Start of EXCERPT

= Burned Alive =

Book

Burned Alive: A Victim of the Law of Men is a best-selling book, ostensibly a first-person account of an attempted honor killing. The author, Souad, is described as a Palestinian woman now living in Europe who survived an attempted murder by her brother-in-law, who doused her with gasoline and set her on fire, at the urging of her family. The book was written as a result of repressed memory therapy, a scientifically discredited form of psychotherapy.

Souad was saved by a Swiss NGO named Terre des Hommes, in collaboration of the Red Cross. She stayed in a hospital several months where she learned French, the language in which she wrote the book Brûlée vive. When the book was published in 2003, she made several appearances on the French National TV.

== Controversy ==
According to the book, she forgot about the incident for two decades until it was recovered through repressed memory therapy. Thérèse Taylor, an Australian historian, has pointed out numerous medical, historical and cultural inconsistencies in the book that put its authenticity in doubt.

Souad claims to have survived the attempt without medical assistance despite having burns to 70 percent of her body – a medical impossibility (a press release by the publisher of the US edition increased that figure to an even less plausible 90 percent). Souad also recalls her sister being choked with a telephone cord at a time when Palestinian villages did not have telephones.

End of EXCERPT
Start of DATA EXTRACT

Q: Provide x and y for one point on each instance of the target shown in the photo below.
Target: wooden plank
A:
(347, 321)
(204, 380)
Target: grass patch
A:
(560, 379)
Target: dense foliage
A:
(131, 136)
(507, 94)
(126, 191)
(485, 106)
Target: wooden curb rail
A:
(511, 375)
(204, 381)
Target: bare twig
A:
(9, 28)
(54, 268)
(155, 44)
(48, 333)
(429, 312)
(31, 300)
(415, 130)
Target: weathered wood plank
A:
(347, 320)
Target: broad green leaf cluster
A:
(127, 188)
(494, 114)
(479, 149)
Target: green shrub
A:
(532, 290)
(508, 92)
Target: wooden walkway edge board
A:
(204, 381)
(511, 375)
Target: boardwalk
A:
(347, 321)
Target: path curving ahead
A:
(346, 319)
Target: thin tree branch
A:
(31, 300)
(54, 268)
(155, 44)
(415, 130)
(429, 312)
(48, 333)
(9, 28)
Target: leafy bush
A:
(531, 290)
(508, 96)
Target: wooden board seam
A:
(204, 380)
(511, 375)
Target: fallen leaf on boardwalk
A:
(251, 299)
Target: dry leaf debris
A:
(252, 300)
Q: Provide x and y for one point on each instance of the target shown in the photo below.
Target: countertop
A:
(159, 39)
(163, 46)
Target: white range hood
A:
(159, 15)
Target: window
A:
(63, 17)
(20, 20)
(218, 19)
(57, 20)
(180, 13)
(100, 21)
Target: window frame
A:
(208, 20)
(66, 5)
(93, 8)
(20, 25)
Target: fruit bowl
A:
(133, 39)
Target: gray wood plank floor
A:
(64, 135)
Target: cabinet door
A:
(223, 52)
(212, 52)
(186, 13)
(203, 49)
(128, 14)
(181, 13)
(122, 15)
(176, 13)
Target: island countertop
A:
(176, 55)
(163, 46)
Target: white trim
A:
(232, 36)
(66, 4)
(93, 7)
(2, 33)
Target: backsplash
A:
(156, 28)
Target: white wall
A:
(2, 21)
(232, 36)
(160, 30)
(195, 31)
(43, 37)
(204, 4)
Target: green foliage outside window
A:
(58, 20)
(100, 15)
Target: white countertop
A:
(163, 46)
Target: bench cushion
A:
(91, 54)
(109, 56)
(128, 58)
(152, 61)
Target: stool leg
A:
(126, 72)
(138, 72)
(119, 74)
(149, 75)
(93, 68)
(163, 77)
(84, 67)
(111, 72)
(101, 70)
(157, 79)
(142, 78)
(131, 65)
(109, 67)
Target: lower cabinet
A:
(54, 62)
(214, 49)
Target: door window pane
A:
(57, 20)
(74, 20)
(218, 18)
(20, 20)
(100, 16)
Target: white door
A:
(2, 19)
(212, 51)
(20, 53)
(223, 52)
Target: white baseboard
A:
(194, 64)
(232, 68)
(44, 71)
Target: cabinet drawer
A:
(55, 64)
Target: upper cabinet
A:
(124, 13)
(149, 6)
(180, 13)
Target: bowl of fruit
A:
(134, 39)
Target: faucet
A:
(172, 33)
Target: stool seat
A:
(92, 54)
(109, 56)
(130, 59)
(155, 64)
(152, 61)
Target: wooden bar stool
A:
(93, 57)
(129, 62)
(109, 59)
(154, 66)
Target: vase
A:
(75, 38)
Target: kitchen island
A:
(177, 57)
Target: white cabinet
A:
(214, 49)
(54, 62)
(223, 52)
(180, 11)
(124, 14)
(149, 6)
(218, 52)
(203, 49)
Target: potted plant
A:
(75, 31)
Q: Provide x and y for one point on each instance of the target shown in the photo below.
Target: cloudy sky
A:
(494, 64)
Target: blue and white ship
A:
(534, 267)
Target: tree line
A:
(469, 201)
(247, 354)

End of DATA EXTRACT

* YOUR OBJECTIVE
Copy the part of the Burned Alive article that opens with the words "Burned Alive: A" and closes with "French National TV.", swapping "brother-in-law" for "brother" everywhere it occurs. The records come from a different source than the Burned Alive article.

* TASK OUTPUT
Burned Alive: A Victim of the Law of Men is a best-selling book, ostensibly a first-person account of an attempted honor killing. The author, Souad, is described as a Palestinian woman now living in Europe who survived an attempted murder by her brother, who doused her with gasoline and set her on fire, at the urging of her family. The book was written as a result of repressed memory therapy, a scientifically discredited form of psychotherapy.

Souad was saved by a Swiss NGO named Terre des Hommes, in collaboration of the Red Cross. She stayed in a hospital several months where she learned French, the language in which she wrote the book Brûlée vive. When the book was published in 2003, she made several appearances on the French National TV.